Data extract:
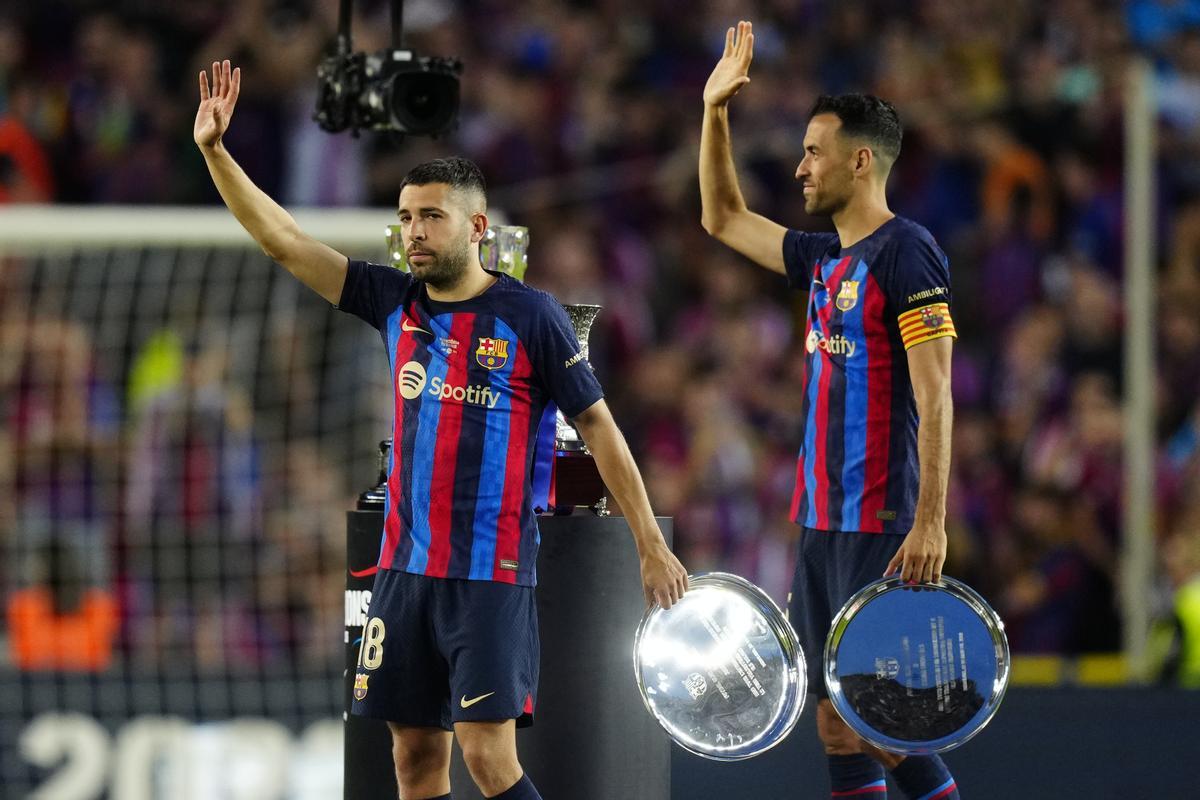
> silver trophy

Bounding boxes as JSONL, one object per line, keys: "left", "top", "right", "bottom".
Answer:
{"left": 480, "top": 225, "right": 530, "bottom": 281}
{"left": 824, "top": 575, "right": 1010, "bottom": 754}
{"left": 555, "top": 303, "right": 601, "bottom": 454}
{"left": 549, "top": 303, "right": 607, "bottom": 514}
{"left": 634, "top": 573, "right": 807, "bottom": 760}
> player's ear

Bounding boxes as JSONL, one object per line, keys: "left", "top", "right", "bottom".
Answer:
{"left": 470, "top": 211, "right": 488, "bottom": 244}
{"left": 854, "top": 146, "right": 872, "bottom": 176}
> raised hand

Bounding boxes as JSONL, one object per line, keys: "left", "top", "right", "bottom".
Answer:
{"left": 195, "top": 60, "right": 241, "bottom": 149}
{"left": 703, "top": 20, "right": 754, "bottom": 108}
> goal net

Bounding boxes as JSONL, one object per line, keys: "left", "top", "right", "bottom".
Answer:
{"left": 0, "top": 206, "right": 393, "bottom": 799}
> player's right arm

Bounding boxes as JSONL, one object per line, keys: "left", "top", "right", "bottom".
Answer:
{"left": 195, "top": 60, "right": 348, "bottom": 305}
{"left": 699, "top": 21, "right": 788, "bottom": 275}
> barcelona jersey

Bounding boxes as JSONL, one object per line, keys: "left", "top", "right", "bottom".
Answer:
{"left": 782, "top": 216, "right": 956, "bottom": 534}
{"left": 337, "top": 260, "right": 603, "bottom": 586}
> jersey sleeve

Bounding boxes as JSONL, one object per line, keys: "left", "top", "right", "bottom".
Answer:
{"left": 529, "top": 296, "right": 604, "bottom": 418}
{"left": 879, "top": 234, "right": 957, "bottom": 350}
{"left": 336, "top": 259, "right": 413, "bottom": 331}
{"left": 782, "top": 229, "right": 834, "bottom": 290}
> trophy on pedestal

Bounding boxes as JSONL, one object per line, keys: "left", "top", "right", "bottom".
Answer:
{"left": 386, "top": 222, "right": 608, "bottom": 514}
{"left": 549, "top": 302, "right": 607, "bottom": 515}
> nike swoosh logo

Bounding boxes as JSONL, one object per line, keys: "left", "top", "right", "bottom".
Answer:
{"left": 349, "top": 565, "right": 379, "bottom": 578}
{"left": 460, "top": 692, "right": 495, "bottom": 708}
{"left": 402, "top": 318, "right": 433, "bottom": 335}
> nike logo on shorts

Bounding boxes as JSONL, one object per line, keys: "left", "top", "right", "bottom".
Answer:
{"left": 402, "top": 318, "right": 433, "bottom": 336}
{"left": 460, "top": 692, "right": 495, "bottom": 708}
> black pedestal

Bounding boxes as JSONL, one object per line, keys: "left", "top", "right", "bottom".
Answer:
{"left": 344, "top": 510, "right": 398, "bottom": 800}
{"left": 345, "top": 512, "right": 673, "bottom": 800}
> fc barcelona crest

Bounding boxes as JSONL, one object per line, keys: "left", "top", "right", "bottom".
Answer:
{"left": 353, "top": 672, "right": 370, "bottom": 701}
{"left": 476, "top": 337, "right": 510, "bottom": 370}
{"left": 921, "top": 306, "right": 944, "bottom": 329}
{"left": 836, "top": 280, "right": 860, "bottom": 312}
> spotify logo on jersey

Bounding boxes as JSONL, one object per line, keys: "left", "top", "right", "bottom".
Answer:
{"left": 397, "top": 361, "right": 428, "bottom": 399}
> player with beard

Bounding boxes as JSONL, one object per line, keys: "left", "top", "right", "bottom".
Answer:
{"left": 196, "top": 60, "right": 688, "bottom": 800}
{"left": 699, "top": 23, "right": 961, "bottom": 800}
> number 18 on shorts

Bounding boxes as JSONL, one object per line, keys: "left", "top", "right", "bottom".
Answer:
{"left": 350, "top": 569, "right": 540, "bottom": 729}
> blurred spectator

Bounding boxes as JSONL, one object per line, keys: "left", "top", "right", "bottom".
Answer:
{"left": 1000, "top": 482, "right": 1118, "bottom": 652}
{"left": 1, "top": 294, "right": 120, "bottom": 671}
{"left": 7, "top": 537, "right": 118, "bottom": 671}
{"left": 124, "top": 326, "right": 261, "bottom": 670}
{"left": 258, "top": 440, "right": 347, "bottom": 669}
{"left": 0, "top": 114, "right": 54, "bottom": 202}
{"left": 1152, "top": 517, "right": 1200, "bottom": 687}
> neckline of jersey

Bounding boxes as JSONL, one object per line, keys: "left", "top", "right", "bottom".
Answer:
{"left": 836, "top": 215, "right": 899, "bottom": 253}
{"left": 422, "top": 269, "right": 509, "bottom": 310}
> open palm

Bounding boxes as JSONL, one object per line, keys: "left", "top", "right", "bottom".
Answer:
{"left": 195, "top": 60, "right": 241, "bottom": 148}
{"left": 703, "top": 20, "right": 754, "bottom": 107}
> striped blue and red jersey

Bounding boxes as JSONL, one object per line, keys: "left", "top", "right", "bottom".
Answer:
{"left": 337, "top": 260, "right": 603, "bottom": 586}
{"left": 782, "top": 216, "right": 956, "bottom": 534}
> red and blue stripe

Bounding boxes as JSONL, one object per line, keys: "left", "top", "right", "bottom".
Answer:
{"left": 859, "top": 272, "right": 893, "bottom": 532}
{"left": 917, "top": 778, "right": 957, "bottom": 800}
{"left": 467, "top": 317, "right": 524, "bottom": 579}
{"left": 832, "top": 779, "right": 887, "bottom": 797}
{"left": 801, "top": 255, "right": 853, "bottom": 530}
{"left": 838, "top": 258, "right": 870, "bottom": 530}
{"left": 423, "top": 312, "right": 477, "bottom": 576}
{"left": 380, "top": 309, "right": 422, "bottom": 570}
{"left": 492, "top": 332, "right": 534, "bottom": 583}
{"left": 404, "top": 312, "right": 464, "bottom": 574}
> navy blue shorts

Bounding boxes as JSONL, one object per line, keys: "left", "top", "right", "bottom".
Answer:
{"left": 350, "top": 568, "right": 539, "bottom": 730}
{"left": 787, "top": 527, "right": 903, "bottom": 698}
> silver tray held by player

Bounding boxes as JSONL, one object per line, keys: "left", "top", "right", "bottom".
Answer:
{"left": 824, "top": 574, "right": 1010, "bottom": 754}
{"left": 633, "top": 572, "right": 806, "bottom": 761}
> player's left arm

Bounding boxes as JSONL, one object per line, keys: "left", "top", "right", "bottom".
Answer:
{"left": 885, "top": 336, "right": 954, "bottom": 584}
{"left": 571, "top": 399, "right": 689, "bottom": 608}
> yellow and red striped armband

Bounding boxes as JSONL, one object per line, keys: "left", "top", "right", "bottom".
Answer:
{"left": 898, "top": 302, "right": 957, "bottom": 350}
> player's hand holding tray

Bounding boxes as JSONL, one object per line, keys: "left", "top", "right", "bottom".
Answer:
{"left": 824, "top": 575, "right": 1010, "bottom": 754}
{"left": 633, "top": 572, "right": 806, "bottom": 760}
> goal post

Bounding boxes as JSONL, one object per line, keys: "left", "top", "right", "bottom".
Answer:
{"left": 0, "top": 204, "right": 397, "bottom": 798}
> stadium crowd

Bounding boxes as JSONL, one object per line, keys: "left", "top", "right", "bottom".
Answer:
{"left": 2, "top": 0, "right": 1199, "bottom": 682}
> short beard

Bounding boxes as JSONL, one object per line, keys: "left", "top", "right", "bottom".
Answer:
{"left": 410, "top": 240, "right": 472, "bottom": 291}
{"left": 804, "top": 192, "right": 847, "bottom": 217}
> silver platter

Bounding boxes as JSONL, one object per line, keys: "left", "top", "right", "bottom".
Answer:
{"left": 824, "top": 575, "right": 1010, "bottom": 754}
{"left": 633, "top": 572, "right": 806, "bottom": 760}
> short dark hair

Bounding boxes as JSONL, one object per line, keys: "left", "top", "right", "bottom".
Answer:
{"left": 399, "top": 157, "right": 487, "bottom": 204}
{"left": 809, "top": 94, "right": 903, "bottom": 165}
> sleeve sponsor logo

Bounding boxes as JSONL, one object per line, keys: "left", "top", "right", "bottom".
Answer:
{"left": 563, "top": 350, "right": 586, "bottom": 368}
{"left": 898, "top": 302, "right": 956, "bottom": 350}
{"left": 905, "top": 286, "right": 948, "bottom": 304}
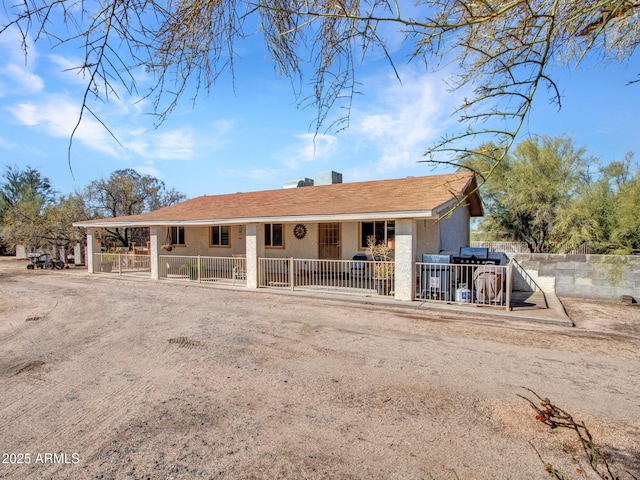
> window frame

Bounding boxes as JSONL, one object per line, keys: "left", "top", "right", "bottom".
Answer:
{"left": 359, "top": 221, "right": 395, "bottom": 249}
{"left": 264, "top": 223, "right": 284, "bottom": 248}
{"left": 170, "top": 226, "right": 186, "bottom": 246}
{"left": 210, "top": 225, "right": 231, "bottom": 247}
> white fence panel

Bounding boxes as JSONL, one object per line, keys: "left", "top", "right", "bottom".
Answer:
{"left": 471, "top": 241, "right": 530, "bottom": 254}
{"left": 158, "top": 255, "right": 246, "bottom": 285}
{"left": 259, "top": 258, "right": 394, "bottom": 296}
{"left": 93, "top": 253, "right": 151, "bottom": 275}
{"left": 416, "top": 262, "right": 510, "bottom": 308}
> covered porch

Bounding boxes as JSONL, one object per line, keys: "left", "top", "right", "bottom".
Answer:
{"left": 89, "top": 248, "right": 514, "bottom": 309}
{"left": 86, "top": 218, "right": 437, "bottom": 302}
{"left": 75, "top": 172, "right": 523, "bottom": 307}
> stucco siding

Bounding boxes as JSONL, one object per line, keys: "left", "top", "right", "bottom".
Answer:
{"left": 341, "top": 222, "right": 360, "bottom": 260}
{"left": 156, "top": 215, "right": 470, "bottom": 264}
{"left": 438, "top": 205, "right": 471, "bottom": 255}
{"left": 280, "top": 223, "right": 319, "bottom": 259}
{"left": 415, "top": 220, "right": 439, "bottom": 258}
{"left": 162, "top": 226, "right": 246, "bottom": 256}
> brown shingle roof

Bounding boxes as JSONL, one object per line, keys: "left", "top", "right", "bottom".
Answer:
{"left": 75, "top": 172, "right": 482, "bottom": 226}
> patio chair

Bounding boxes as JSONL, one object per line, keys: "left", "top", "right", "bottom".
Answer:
{"left": 232, "top": 254, "right": 246, "bottom": 285}
{"left": 350, "top": 254, "right": 368, "bottom": 278}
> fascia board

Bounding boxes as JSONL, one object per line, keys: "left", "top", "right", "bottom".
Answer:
{"left": 432, "top": 197, "right": 467, "bottom": 217}
{"left": 73, "top": 210, "right": 436, "bottom": 228}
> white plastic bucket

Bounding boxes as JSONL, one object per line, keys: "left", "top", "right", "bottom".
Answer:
{"left": 456, "top": 285, "right": 472, "bottom": 303}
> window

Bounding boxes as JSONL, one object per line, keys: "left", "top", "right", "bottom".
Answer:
{"left": 265, "top": 223, "right": 284, "bottom": 247}
{"left": 360, "top": 221, "right": 395, "bottom": 248}
{"left": 170, "top": 226, "right": 185, "bottom": 245}
{"left": 211, "top": 226, "right": 230, "bottom": 246}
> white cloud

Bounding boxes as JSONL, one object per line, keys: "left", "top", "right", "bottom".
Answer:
{"left": 1, "top": 64, "right": 44, "bottom": 94}
{"left": 281, "top": 133, "right": 339, "bottom": 169}
{"left": 48, "top": 52, "right": 150, "bottom": 118}
{"left": 0, "top": 28, "right": 45, "bottom": 97}
{"left": 155, "top": 131, "right": 194, "bottom": 160}
{"left": 7, "top": 95, "right": 123, "bottom": 156}
{"left": 125, "top": 127, "right": 198, "bottom": 161}
{"left": 47, "top": 54, "right": 83, "bottom": 80}
{"left": 123, "top": 117, "right": 234, "bottom": 164}
{"left": 0, "top": 27, "right": 38, "bottom": 64}
{"left": 350, "top": 65, "right": 465, "bottom": 174}
{"left": 6, "top": 92, "right": 207, "bottom": 161}
{"left": 198, "top": 119, "right": 235, "bottom": 152}
{"left": 132, "top": 164, "right": 163, "bottom": 178}
{"left": 123, "top": 134, "right": 150, "bottom": 157}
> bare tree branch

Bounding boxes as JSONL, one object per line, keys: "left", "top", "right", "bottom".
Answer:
{"left": 1, "top": 0, "right": 638, "bottom": 175}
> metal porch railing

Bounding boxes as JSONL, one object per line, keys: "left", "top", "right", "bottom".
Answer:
{"left": 258, "top": 258, "right": 395, "bottom": 297}
{"left": 93, "top": 253, "right": 151, "bottom": 275}
{"left": 416, "top": 262, "right": 511, "bottom": 309}
{"left": 158, "top": 255, "right": 246, "bottom": 286}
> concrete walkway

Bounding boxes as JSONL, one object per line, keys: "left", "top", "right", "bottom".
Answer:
{"left": 307, "top": 289, "right": 574, "bottom": 327}
{"left": 71, "top": 264, "right": 574, "bottom": 327}
{"left": 420, "top": 290, "right": 573, "bottom": 326}
{"left": 217, "top": 282, "right": 574, "bottom": 326}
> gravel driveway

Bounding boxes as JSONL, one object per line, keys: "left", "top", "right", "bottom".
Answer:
{"left": 1, "top": 258, "right": 638, "bottom": 479}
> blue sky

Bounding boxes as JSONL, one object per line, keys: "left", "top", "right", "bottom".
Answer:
{"left": 0, "top": 11, "right": 638, "bottom": 200}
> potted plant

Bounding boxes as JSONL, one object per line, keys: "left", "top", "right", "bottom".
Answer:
{"left": 180, "top": 261, "right": 206, "bottom": 280}
{"left": 161, "top": 228, "right": 175, "bottom": 251}
{"left": 100, "top": 252, "right": 118, "bottom": 272}
{"left": 365, "top": 236, "right": 395, "bottom": 295}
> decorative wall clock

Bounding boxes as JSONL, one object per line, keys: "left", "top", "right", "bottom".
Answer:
{"left": 293, "top": 223, "right": 307, "bottom": 239}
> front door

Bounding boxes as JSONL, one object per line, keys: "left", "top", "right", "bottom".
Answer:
{"left": 318, "top": 223, "right": 341, "bottom": 259}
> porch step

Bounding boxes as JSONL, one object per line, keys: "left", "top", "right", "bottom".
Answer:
{"left": 514, "top": 264, "right": 570, "bottom": 320}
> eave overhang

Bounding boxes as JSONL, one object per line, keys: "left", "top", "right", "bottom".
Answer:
{"left": 73, "top": 209, "right": 438, "bottom": 228}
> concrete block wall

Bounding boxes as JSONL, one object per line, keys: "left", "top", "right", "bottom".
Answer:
{"left": 513, "top": 254, "right": 640, "bottom": 301}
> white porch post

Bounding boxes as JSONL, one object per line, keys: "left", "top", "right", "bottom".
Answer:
{"left": 394, "top": 219, "right": 416, "bottom": 301}
{"left": 74, "top": 243, "right": 84, "bottom": 266}
{"left": 246, "top": 223, "right": 259, "bottom": 289}
{"left": 150, "top": 227, "right": 159, "bottom": 280}
{"left": 86, "top": 229, "right": 100, "bottom": 273}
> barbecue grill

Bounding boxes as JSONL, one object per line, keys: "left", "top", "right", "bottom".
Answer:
{"left": 453, "top": 247, "right": 500, "bottom": 265}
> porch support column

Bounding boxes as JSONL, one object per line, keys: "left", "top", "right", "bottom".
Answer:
{"left": 246, "top": 223, "right": 259, "bottom": 289}
{"left": 394, "top": 219, "right": 416, "bottom": 301}
{"left": 74, "top": 243, "right": 84, "bottom": 266}
{"left": 86, "top": 228, "right": 100, "bottom": 273}
{"left": 150, "top": 227, "right": 159, "bottom": 280}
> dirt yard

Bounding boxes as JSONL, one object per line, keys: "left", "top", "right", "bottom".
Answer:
{"left": 0, "top": 257, "right": 638, "bottom": 480}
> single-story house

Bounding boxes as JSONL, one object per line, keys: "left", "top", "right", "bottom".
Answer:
{"left": 74, "top": 171, "right": 487, "bottom": 302}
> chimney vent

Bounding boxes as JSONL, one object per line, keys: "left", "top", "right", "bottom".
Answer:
{"left": 314, "top": 171, "right": 343, "bottom": 185}
{"left": 283, "top": 178, "right": 314, "bottom": 189}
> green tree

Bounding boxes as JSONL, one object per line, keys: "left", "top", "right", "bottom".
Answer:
{"left": 82, "top": 169, "right": 186, "bottom": 247}
{"left": 0, "top": 165, "right": 57, "bottom": 252}
{"left": 551, "top": 152, "right": 639, "bottom": 254}
{"left": 0, "top": 165, "right": 54, "bottom": 216}
{"left": 609, "top": 169, "right": 640, "bottom": 253}
{"left": 468, "top": 138, "right": 639, "bottom": 254}
{"left": 2, "top": 1, "right": 638, "bottom": 169}
{"left": 44, "top": 194, "right": 90, "bottom": 256}
{"left": 463, "top": 135, "right": 591, "bottom": 252}
{"left": 551, "top": 177, "right": 614, "bottom": 253}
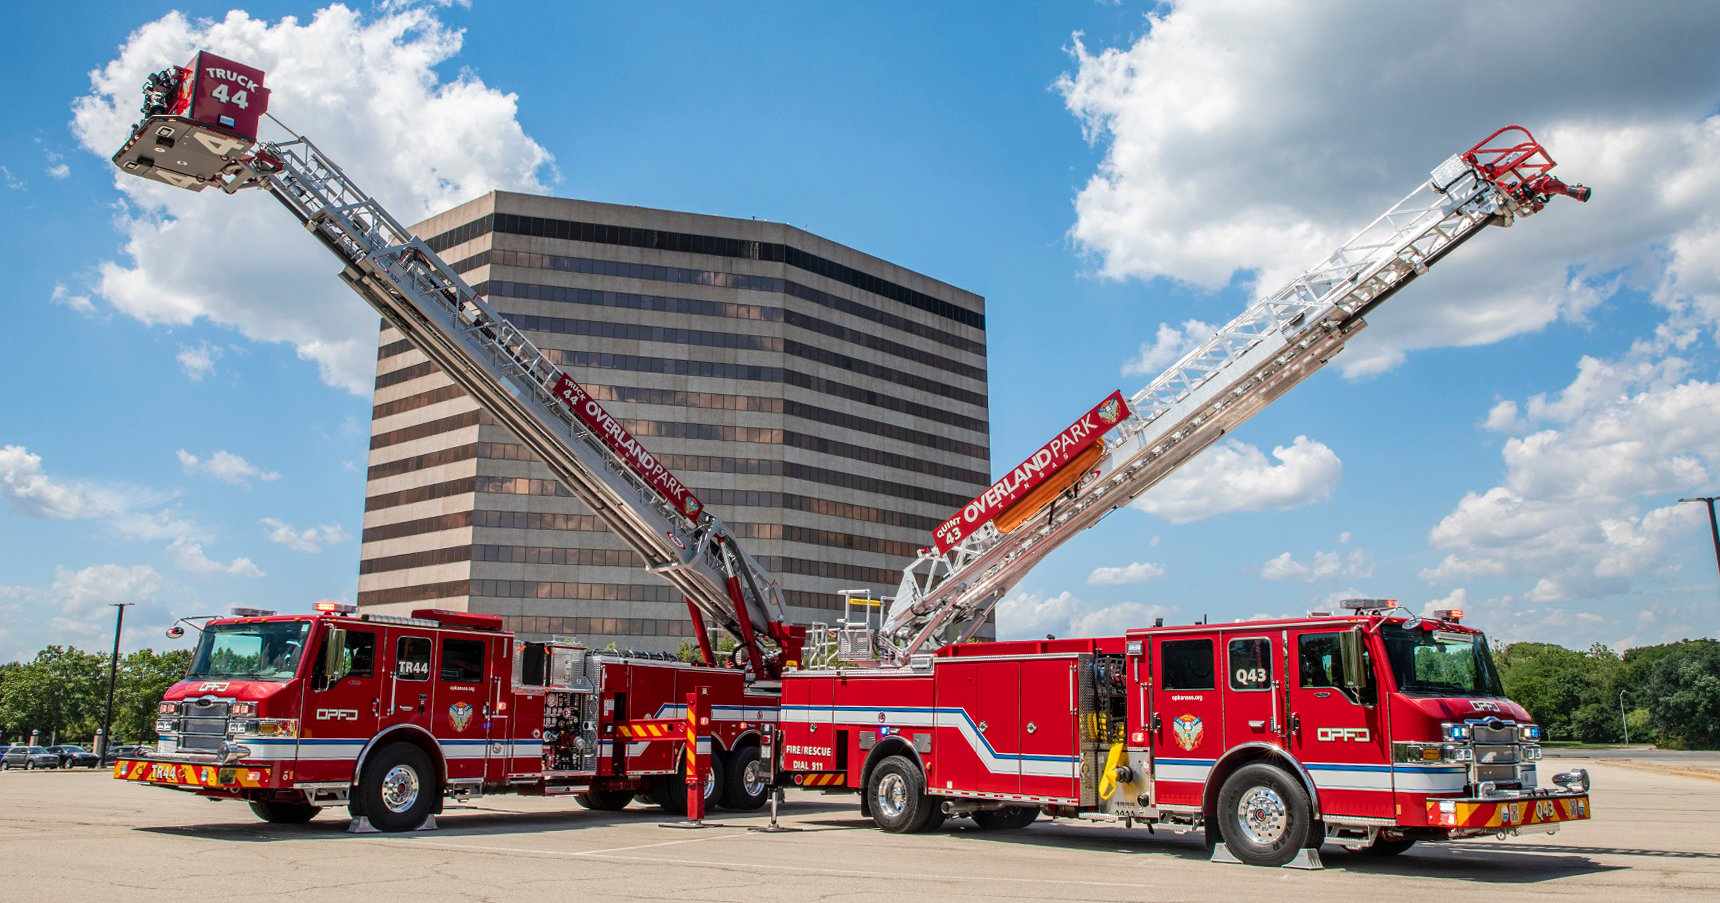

Work instruction:
Only the number is wanted: how many lines in the data include the word "striped"?

Problem solution:
2